The Islamic State of Iraq and Syria (ISIS) is moving according to strategies and perspectives of a state lying amid violent hotbeds and safe havens. It creeps into structures of unsuccessful regimes while flourishing during their periods of turmoil.
This is why ISIS believes it is capable of leading global jihad, unlike Al-Qaeda which focuses on the distant enemy rather than the enemy that is near. Al-Qaeda’s central leadership has weakened and is incapable of supporting its affiliates.
This is what qualifies ISIS, with its constant expansion and successes in chaotic contexts on the national, regional and international levels, to take over Al-Qaeda and the leadership of global jihad.
We can identify features that distinguish Al-Qaeda from ISIS such as the former’s apparent lack of moral principles, unlike Al-Qaeda, as well as its operational focus on expanding on the geographical level to establish an interconnected state described as the “ISIS crescent.”

#### [What to work on]
In the text on ISIS and Al-Qaeda, which enemy does Al-Qaeda focus on?

#### [Data block]
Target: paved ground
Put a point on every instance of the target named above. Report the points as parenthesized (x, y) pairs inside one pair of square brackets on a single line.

#### [Exercise solution]
Al-Qaeda focuses on the distant enemy rather than the enemy that is near.